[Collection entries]
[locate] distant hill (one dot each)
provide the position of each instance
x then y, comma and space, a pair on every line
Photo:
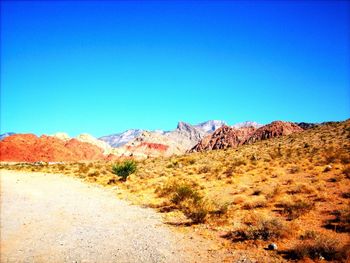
4, 135
119, 139
228, 137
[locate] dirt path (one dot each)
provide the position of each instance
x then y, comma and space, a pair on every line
54, 218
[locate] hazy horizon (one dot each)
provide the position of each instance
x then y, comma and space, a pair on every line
105, 67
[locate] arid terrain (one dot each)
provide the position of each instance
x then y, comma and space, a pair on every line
290, 192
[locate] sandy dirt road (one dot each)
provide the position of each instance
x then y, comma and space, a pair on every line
55, 218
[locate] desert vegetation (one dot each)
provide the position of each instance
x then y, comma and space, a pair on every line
293, 191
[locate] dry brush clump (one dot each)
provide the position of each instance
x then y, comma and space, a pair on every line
295, 208
187, 199
260, 227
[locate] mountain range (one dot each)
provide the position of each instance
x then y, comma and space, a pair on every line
138, 143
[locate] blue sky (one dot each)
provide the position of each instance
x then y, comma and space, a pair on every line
104, 67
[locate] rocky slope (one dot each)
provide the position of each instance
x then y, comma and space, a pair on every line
274, 129
247, 124
119, 139
186, 135
210, 126
4, 135
227, 137
149, 144
85, 137
30, 148
224, 137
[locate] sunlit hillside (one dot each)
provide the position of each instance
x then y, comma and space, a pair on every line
292, 191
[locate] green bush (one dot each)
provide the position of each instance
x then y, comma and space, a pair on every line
124, 169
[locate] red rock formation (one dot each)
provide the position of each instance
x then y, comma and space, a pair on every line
30, 148
226, 137
274, 129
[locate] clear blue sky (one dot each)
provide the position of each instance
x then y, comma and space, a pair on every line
104, 67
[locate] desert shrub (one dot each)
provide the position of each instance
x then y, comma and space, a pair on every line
309, 234
254, 204
124, 169
317, 247
340, 222
346, 172
296, 208
94, 174
300, 189
204, 169
262, 228
220, 208
187, 199
83, 168
183, 192
294, 169
345, 195
196, 210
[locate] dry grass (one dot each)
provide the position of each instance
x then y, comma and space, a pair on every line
297, 183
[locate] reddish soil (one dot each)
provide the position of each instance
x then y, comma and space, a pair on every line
227, 137
274, 129
30, 148
224, 137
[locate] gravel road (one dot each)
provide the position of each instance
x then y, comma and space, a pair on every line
55, 218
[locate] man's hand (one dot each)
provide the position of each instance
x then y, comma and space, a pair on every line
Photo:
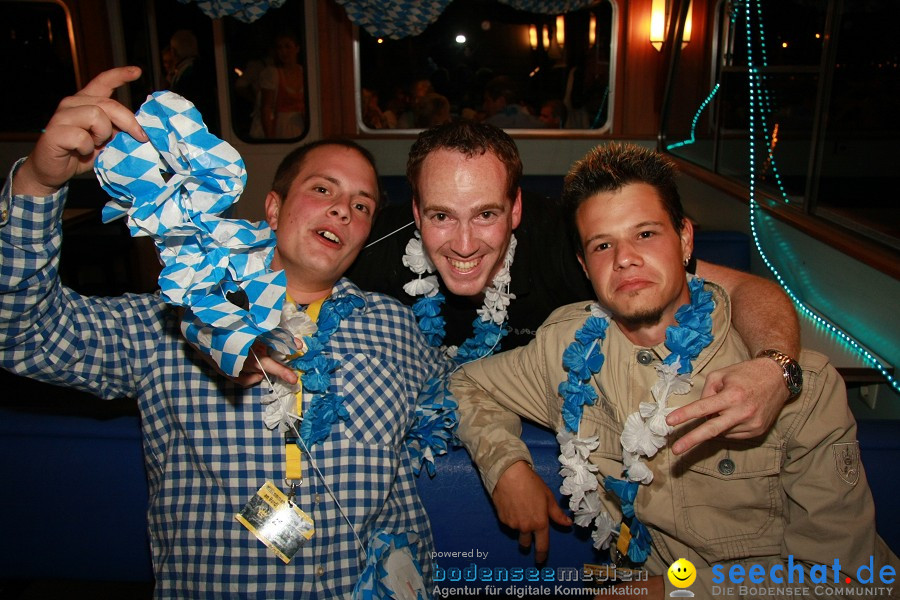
258, 362
524, 503
78, 130
740, 401
252, 371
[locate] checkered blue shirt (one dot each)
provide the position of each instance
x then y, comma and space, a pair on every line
206, 448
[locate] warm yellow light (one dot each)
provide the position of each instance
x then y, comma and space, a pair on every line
658, 23
659, 20
687, 25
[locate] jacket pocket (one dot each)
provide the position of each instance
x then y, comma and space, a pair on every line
730, 496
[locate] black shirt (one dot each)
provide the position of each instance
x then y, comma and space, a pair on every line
545, 273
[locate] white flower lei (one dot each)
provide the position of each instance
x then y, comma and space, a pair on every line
281, 402
644, 432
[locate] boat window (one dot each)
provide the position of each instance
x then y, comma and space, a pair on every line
482, 59
268, 75
814, 86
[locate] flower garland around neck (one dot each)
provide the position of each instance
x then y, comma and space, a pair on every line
488, 326
322, 408
644, 432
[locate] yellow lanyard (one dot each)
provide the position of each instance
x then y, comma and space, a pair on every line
293, 461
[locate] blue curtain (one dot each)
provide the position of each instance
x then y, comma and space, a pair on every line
397, 19
242, 10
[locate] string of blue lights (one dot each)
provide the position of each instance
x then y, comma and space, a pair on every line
760, 107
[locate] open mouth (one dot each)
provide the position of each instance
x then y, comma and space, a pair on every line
328, 235
464, 266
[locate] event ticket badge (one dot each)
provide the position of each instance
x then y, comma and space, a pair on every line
402, 576
277, 522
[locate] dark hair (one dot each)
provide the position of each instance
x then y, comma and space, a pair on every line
292, 163
471, 139
611, 167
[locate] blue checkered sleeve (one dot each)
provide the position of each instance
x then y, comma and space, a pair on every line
51, 333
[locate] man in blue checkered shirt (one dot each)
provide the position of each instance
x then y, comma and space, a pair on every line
207, 450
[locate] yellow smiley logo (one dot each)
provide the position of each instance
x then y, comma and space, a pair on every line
682, 573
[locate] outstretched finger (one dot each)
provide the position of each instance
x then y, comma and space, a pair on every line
97, 94
541, 545
704, 407
703, 432
525, 540
104, 84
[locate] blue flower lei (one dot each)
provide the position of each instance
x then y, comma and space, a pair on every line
324, 408
434, 424
583, 359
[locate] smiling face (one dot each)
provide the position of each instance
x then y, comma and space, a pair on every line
324, 219
466, 217
634, 258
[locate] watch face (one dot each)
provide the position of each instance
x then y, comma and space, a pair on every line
794, 377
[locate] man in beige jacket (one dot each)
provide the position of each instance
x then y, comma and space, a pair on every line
789, 513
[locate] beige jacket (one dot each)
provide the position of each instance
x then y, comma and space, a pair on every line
799, 492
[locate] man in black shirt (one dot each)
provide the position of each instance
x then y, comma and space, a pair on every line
466, 204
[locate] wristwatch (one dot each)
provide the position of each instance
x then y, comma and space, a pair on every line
790, 368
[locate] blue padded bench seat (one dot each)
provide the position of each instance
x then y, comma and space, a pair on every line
77, 484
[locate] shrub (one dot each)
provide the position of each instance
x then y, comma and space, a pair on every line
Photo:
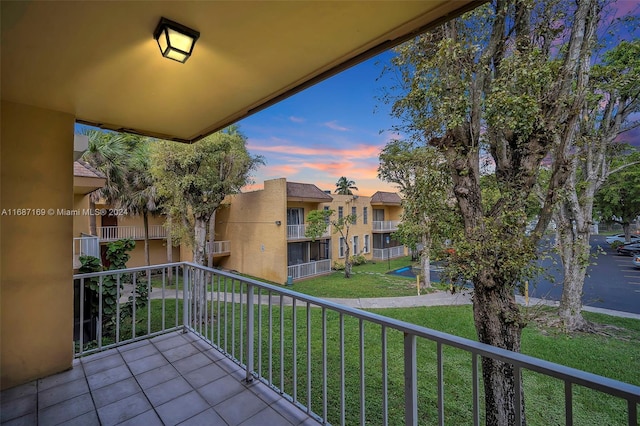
616, 244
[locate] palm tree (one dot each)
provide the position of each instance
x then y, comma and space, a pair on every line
344, 186
140, 196
107, 153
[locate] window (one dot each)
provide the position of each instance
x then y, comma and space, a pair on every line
295, 216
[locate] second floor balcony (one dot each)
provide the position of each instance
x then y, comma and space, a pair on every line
246, 352
113, 233
388, 253
297, 232
385, 225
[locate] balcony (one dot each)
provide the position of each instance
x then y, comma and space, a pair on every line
113, 233
86, 245
296, 232
219, 248
309, 269
214, 347
388, 253
385, 225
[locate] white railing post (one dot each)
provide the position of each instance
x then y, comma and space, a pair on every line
185, 299
250, 321
410, 380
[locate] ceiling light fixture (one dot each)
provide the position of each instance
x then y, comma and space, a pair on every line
175, 40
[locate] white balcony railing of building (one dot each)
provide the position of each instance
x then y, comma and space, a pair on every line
385, 225
388, 253
296, 232
329, 360
309, 269
219, 247
86, 245
113, 233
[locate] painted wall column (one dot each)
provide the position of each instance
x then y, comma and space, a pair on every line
36, 291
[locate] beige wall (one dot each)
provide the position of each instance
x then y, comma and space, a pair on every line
81, 222
36, 288
258, 245
359, 229
157, 253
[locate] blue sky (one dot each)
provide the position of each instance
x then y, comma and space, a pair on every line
335, 128
338, 127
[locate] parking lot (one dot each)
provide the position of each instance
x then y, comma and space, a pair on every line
612, 282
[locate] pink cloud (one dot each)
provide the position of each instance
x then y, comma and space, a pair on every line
359, 151
333, 125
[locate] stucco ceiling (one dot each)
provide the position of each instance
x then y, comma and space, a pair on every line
98, 60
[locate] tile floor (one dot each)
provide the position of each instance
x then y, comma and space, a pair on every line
171, 379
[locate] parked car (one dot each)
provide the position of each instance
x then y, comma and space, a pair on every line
620, 237
629, 249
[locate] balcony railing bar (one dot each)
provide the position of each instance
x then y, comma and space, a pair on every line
112, 233
385, 398
308, 358
363, 416
385, 225
294, 333
475, 390
193, 277
440, 361
325, 412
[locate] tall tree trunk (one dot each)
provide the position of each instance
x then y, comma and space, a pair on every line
199, 241
425, 262
92, 217
497, 321
169, 248
212, 238
198, 288
145, 221
347, 261
574, 249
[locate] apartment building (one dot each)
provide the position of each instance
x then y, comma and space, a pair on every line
96, 226
267, 227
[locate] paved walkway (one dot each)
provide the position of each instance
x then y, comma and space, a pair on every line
438, 298
444, 298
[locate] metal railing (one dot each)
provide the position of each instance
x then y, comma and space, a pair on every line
296, 232
388, 253
113, 233
309, 269
385, 225
338, 364
219, 247
87, 245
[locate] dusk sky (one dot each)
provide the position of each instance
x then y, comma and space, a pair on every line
335, 128
338, 127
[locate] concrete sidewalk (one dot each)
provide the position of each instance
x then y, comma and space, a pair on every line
438, 298
444, 298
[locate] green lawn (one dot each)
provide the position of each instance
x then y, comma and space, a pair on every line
616, 356
368, 280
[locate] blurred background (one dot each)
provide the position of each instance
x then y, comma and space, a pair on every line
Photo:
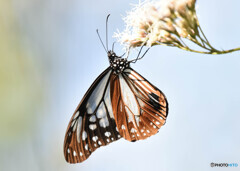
50, 54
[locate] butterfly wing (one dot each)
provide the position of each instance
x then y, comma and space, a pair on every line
140, 108
92, 124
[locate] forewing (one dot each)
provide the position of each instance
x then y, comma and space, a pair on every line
139, 107
92, 124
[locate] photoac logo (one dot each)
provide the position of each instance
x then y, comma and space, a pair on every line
224, 165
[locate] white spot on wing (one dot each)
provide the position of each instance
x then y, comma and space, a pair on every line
86, 147
104, 122
95, 138
84, 135
79, 127
101, 112
92, 126
123, 127
108, 102
128, 97
76, 115
133, 130
93, 118
97, 94
107, 134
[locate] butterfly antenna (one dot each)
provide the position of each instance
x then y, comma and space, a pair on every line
107, 31
138, 57
101, 40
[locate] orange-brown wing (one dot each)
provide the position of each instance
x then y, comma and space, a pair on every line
140, 108
92, 124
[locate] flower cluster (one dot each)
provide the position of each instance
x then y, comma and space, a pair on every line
165, 22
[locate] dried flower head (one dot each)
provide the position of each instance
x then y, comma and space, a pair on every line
165, 22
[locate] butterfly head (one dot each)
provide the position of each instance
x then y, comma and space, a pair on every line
118, 64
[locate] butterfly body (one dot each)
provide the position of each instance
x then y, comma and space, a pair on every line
117, 63
119, 103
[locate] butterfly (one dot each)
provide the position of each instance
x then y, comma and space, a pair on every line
119, 104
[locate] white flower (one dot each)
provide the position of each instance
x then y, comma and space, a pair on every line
157, 22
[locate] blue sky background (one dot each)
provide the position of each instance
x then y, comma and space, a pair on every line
64, 56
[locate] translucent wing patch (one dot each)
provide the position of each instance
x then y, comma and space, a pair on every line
140, 108
92, 124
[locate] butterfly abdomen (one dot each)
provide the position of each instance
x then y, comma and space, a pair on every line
118, 65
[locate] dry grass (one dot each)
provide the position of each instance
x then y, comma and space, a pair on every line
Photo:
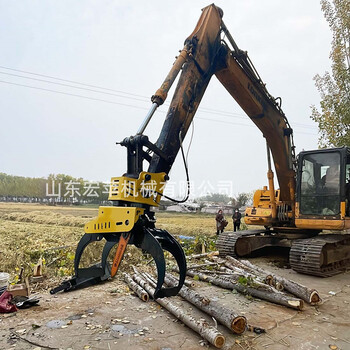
29, 232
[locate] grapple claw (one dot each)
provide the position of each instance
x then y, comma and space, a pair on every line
97, 273
153, 242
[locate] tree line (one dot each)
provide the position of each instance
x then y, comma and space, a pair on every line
54, 188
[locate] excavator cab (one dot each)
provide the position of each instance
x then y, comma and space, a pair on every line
323, 189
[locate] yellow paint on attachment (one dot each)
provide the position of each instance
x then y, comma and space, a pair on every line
114, 219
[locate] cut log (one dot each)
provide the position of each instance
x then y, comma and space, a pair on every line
198, 266
139, 291
311, 296
198, 256
225, 316
189, 283
255, 289
209, 333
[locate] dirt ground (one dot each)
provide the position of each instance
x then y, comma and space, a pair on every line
108, 317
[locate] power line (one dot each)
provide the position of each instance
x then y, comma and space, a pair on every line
72, 86
118, 103
74, 95
202, 109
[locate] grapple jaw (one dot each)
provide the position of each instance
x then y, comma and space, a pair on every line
154, 241
151, 240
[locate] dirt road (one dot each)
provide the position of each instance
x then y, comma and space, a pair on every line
109, 317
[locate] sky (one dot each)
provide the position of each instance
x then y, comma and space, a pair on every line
77, 76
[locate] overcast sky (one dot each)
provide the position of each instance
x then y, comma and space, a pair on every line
125, 49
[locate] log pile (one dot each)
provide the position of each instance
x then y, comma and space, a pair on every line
229, 273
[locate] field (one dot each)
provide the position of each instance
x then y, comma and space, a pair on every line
109, 316
29, 232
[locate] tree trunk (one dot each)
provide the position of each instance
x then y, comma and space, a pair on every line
311, 296
225, 316
255, 289
140, 292
211, 334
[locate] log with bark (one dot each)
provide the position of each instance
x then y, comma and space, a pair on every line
139, 291
255, 289
311, 296
199, 266
229, 318
209, 333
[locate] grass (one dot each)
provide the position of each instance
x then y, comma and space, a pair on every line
29, 232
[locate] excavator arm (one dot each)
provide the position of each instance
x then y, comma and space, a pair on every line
131, 220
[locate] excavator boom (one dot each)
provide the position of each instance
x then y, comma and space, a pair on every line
131, 219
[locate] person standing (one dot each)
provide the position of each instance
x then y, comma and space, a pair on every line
236, 217
221, 223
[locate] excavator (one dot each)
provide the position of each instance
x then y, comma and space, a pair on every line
312, 194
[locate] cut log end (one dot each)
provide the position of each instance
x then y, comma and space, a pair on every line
279, 286
239, 324
315, 298
145, 297
219, 341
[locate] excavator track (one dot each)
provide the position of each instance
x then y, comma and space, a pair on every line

• _STATED PROBLEM_
Every line from the one containing "[locate] excavator arm (one dot each)" through the end of the data must be repeated exactly, and no other line.

• _OUTPUT OF THE TASK_
[locate] excavator arm (one dot each)
provide the position of each instance
x then y, comma and space, a pair on every line
131, 220
[locate] excavator boom (one dot each)
provide the position of each instance
x then y, comma and space, a pair on every line
131, 219
[locate] person standing (one dot each)
provide the position of each instance
x then y, comma and space, a pair on every line
236, 217
221, 223
[locate] excavator (one dot each)
provide the position of each instance
x then y, comma and space, a pair on every line
312, 194
[locate] cut log end (one dot each)
provide the position of each instance
x then y, comma and space, a pair on every line
279, 286
239, 324
315, 298
145, 297
219, 341
[locate] excavator track (one dot each)
provide the position of each instance
x then y, comma and space, a pair on every line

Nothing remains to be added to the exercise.